**DATASET CONTENT**
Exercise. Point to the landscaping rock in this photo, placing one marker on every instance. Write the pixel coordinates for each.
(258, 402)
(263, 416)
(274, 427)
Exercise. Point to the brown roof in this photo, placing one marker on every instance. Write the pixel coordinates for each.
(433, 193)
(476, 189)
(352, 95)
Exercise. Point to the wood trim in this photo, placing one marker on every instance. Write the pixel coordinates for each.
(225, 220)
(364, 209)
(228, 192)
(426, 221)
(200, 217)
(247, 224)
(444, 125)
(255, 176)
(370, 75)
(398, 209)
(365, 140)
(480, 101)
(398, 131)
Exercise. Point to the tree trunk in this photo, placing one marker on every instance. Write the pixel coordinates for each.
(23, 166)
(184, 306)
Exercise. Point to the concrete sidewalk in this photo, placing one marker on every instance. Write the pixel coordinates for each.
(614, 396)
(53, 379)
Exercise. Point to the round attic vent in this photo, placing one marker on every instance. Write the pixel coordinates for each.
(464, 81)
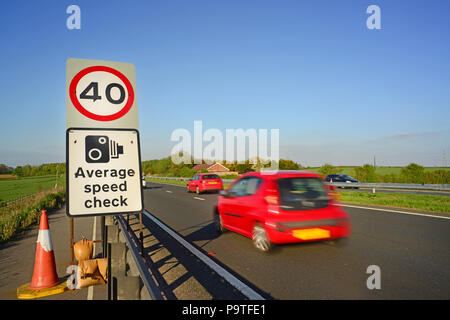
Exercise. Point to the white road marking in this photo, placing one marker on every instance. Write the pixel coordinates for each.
(238, 284)
(91, 288)
(395, 211)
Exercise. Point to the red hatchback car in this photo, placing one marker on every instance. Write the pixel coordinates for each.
(204, 182)
(282, 207)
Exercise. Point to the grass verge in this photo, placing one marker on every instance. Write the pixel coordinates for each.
(21, 214)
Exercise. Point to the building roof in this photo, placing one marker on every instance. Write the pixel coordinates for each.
(205, 166)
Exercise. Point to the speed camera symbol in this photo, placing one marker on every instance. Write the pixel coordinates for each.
(100, 149)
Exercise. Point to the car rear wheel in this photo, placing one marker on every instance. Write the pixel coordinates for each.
(260, 238)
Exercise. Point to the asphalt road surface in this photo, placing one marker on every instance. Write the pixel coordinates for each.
(411, 251)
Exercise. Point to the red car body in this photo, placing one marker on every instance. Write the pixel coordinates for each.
(278, 203)
(204, 182)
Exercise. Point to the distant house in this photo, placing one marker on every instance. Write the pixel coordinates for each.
(216, 168)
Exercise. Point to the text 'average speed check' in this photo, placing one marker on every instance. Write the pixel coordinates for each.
(103, 174)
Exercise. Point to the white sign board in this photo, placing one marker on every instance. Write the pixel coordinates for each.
(100, 94)
(103, 172)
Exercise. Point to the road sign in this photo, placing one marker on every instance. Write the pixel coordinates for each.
(103, 172)
(100, 94)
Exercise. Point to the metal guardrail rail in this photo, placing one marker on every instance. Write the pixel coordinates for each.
(145, 275)
(409, 186)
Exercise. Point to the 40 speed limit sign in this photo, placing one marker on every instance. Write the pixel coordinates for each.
(101, 94)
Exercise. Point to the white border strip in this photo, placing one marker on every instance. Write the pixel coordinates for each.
(395, 211)
(91, 288)
(235, 282)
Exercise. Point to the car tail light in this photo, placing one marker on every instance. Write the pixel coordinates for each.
(273, 201)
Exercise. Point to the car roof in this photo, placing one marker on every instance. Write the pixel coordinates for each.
(276, 174)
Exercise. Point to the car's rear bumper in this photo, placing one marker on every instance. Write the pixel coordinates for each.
(327, 229)
(211, 187)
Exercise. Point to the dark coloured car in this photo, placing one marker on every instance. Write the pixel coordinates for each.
(341, 178)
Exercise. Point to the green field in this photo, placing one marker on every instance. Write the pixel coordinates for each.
(425, 202)
(14, 188)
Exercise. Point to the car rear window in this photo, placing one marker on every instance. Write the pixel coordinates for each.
(210, 176)
(300, 193)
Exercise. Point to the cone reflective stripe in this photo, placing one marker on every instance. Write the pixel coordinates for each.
(44, 274)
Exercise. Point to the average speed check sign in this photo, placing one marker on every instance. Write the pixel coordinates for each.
(103, 172)
(100, 94)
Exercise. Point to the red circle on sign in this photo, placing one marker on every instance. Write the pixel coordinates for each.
(90, 115)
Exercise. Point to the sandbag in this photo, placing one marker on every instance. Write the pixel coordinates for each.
(88, 273)
(83, 249)
(103, 267)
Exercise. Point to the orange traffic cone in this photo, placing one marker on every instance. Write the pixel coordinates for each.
(44, 275)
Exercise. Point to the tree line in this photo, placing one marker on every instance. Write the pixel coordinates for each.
(412, 173)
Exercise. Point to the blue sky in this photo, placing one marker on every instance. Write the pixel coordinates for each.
(338, 92)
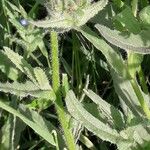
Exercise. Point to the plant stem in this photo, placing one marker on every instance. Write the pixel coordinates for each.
(57, 89)
(140, 97)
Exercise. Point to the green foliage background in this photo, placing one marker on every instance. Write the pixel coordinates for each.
(103, 100)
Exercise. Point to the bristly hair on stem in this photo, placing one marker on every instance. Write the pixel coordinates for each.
(64, 15)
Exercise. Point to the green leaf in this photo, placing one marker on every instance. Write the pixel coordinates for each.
(109, 111)
(42, 79)
(145, 15)
(126, 94)
(32, 119)
(139, 43)
(7, 67)
(20, 63)
(128, 21)
(90, 122)
(114, 60)
(25, 89)
(91, 11)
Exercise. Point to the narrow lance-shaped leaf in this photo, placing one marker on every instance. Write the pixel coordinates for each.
(109, 111)
(114, 60)
(90, 122)
(42, 79)
(20, 63)
(91, 11)
(25, 89)
(139, 43)
(32, 119)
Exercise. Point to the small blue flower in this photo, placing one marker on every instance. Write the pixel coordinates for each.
(24, 22)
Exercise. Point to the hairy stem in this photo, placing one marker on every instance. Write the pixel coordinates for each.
(140, 97)
(57, 89)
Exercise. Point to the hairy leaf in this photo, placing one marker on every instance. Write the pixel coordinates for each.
(138, 43)
(32, 119)
(25, 89)
(109, 111)
(90, 122)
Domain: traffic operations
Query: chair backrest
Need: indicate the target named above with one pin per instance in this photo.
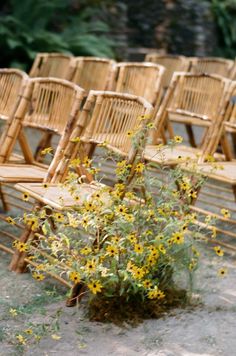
(142, 79)
(105, 117)
(51, 65)
(195, 95)
(11, 83)
(172, 63)
(91, 73)
(211, 65)
(47, 104)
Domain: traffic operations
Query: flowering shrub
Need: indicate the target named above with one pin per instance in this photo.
(122, 245)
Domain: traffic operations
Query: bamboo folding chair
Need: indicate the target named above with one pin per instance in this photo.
(142, 79)
(212, 65)
(172, 63)
(191, 99)
(45, 104)
(103, 114)
(51, 65)
(90, 73)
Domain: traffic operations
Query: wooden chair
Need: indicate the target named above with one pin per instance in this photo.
(172, 63)
(192, 99)
(99, 125)
(11, 84)
(212, 65)
(45, 104)
(91, 73)
(143, 79)
(51, 65)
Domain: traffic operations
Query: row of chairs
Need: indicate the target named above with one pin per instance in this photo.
(107, 117)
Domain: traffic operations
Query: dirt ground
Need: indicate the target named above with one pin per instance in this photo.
(206, 329)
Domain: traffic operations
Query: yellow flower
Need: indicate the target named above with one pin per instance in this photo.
(74, 276)
(147, 283)
(222, 272)
(139, 168)
(90, 266)
(59, 217)
(130, 133)
(178, 238)
(112, 250)
(115, 239)
(156, 293)
(25, 196)
(138, 248)
(214, 232)
(22, 247)
(38, 276)
(218, 251)
(13, 312)
(178, 139)
(225, 213)
(86, 250)
(95, 286)
(192, 194)
(75, 140)
(129, 217)
(21, 339)
(10, 220)
(138, 273)
(121, 209)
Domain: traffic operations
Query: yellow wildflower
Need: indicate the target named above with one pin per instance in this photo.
(10, 220)
(86, 250)
(178, 139)
(112, 250)
(138, 248)
(95, 286)
(21, 339)
(74, 276)
(219, 251)
(222, 272)
(225, 213)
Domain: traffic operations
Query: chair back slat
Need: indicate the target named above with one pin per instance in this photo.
(11, 84)
(51, 65)
(210, 65)
(142, 79)
(106, 117)
(198, 94)
(48, 104)
(92, 73)
(171, 63)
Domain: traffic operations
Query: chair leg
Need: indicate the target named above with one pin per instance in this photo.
(190, 135)
(44, 142)
(18, 263)
(5, 206)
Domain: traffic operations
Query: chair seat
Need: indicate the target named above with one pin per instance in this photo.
(171, 156)
(179, 115)
(13, 173)
(221, 171)
(57, 196)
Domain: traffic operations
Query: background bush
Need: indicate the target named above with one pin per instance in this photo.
(70, 26)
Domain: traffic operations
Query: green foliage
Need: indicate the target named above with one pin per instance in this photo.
(29, 26)
(225, 15)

**TASK DESCRIPTION**
Answer with one number: how many lines of the entries above include the word "yellow".

**YOUR SOLUTION**
2